- STATED PROBLEM 1: From the Hudson Valley air quality article below, list the counties that improved their ozone levels but still got an "F" in the 2010 report.
- STATED PROBLEM 2: Pick up the Hudson Valley air quality article below from its final sentence and keep writing it.

- SUPPLIED TEXT:
'''

Published: 2:00 AM - 04/29/10

Ulster County is the only county in the Hudson Valley to earn a passing grade for its air quality from the American Lung Association.

Though Westchester, Putnam, Orange and Dutchess counties made gains in improving ozone levels in the air, they still received a grade of "F" on the lung association's annual State of the Air 2010 report, which was released Wednesday.

The State of the Air report, which studies levels of ozone and particle pollution, found that Ulster County residents are breathing easier, as the county's six unhealthy ozone days — compared to 13 cited in the 2009 report — scored a "C" grade.

Ulster County got an "F" in 2009.

Though Ulster's health commissioner, La Mar Hasbrouck, is pleased with the passing grade, he believes more should be done, especially since officials are working to make Ulster the healthiest county in the state.

"Obviously a 'C' isn't what we want to end up with," he said.

Nineteen of 33 counties studied for the report failed.

Rockland and Sullivan counties weren't included because they don't have air quality monitors.

"We point to Ulster as a model for what we'd like to see from every failing county in the state," said Michael Seilback, vice president for public policy and communications with the American Lung Association in New York.

Ozone is formed when fumes from gas and other fuels bake in the sun.

Particle pollution, more commonly known as smog, is a cocktail of ash, soot, diesel, exhaust chemicals and aerosols.

Orange County officials contest the "C" grade for particle pollution, since measurements in the report do not reflect those taken from the county's monitor in Middle Hope.

But they don't excuse the ozone grade.

"Ozone is a particular concern, noticeable on hotter days that, we have to be conscientious about," the county's planning commissioner, David Church said.

'''

- GIVEN INFORMATION:
'''

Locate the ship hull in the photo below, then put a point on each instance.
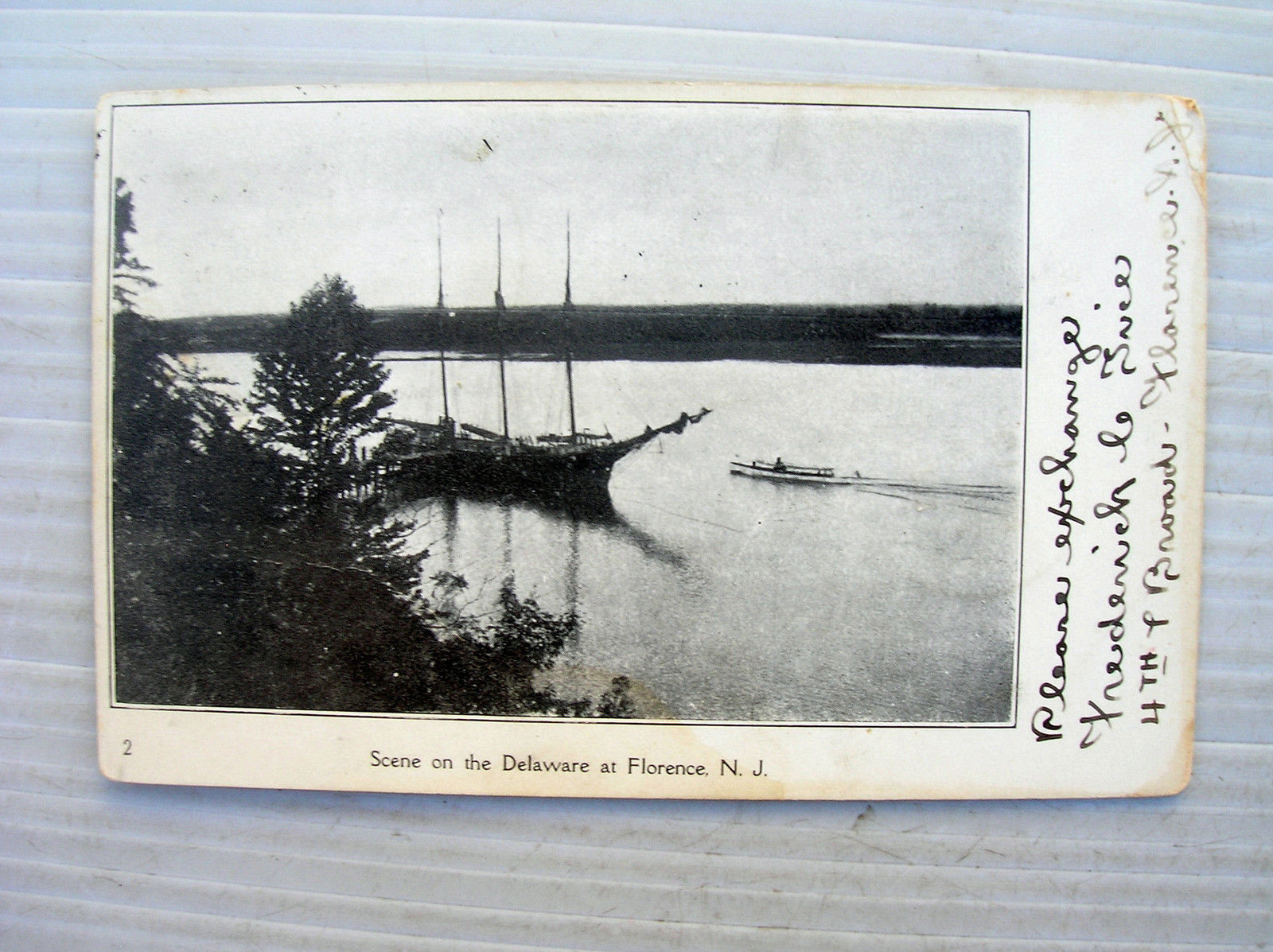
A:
(512, 471)
(490, 466)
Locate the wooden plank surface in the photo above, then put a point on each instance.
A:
(91, 865)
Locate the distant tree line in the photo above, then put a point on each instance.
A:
(980, 335)
(247, 573)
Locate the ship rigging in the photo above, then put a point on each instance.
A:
(465, 458)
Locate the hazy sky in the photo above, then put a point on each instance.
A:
(242, 208)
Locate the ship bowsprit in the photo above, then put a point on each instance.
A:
(442, 458)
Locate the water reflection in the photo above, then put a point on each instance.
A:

'''

- OUTPUT 1: Westchester, Putnam, Orange, Dutchess

- OUTPUT 2:
The county is turning to clean diesel or hybrid buses as public transit vehicles come up for replacement.

Officials are encouraging people to change their driving habits.

The report shows those changes have already made a difference, one that might lead to fewer asthma attacks, coughing, wheezing, chest pain and perhaps even death.

 

How our counties fared

Dutchess: "F" for ozone levels; 14 days with unhealthy ozone levels. No particle pollution measurement.

Orange: "F" for ozone levels; 16 days with unhealthy ozone levels, three days with very unhealthy ozone levels. "C" for particle pollution; four unhealthy particle days.

Putnam: "F" for ozone levels; 19 days with unhealthy ozone levels. No particle pollution measurement.

Ulster: "C" for ozone levels; six days with unheatlthy ozone levels. No particle pollution measurement.

Westchester: "F" for zone levels; 28 days with unhealthy ozone levels, five days with very unhealthy ozone levels. "C" for particle pollution; four unhealthy particle days.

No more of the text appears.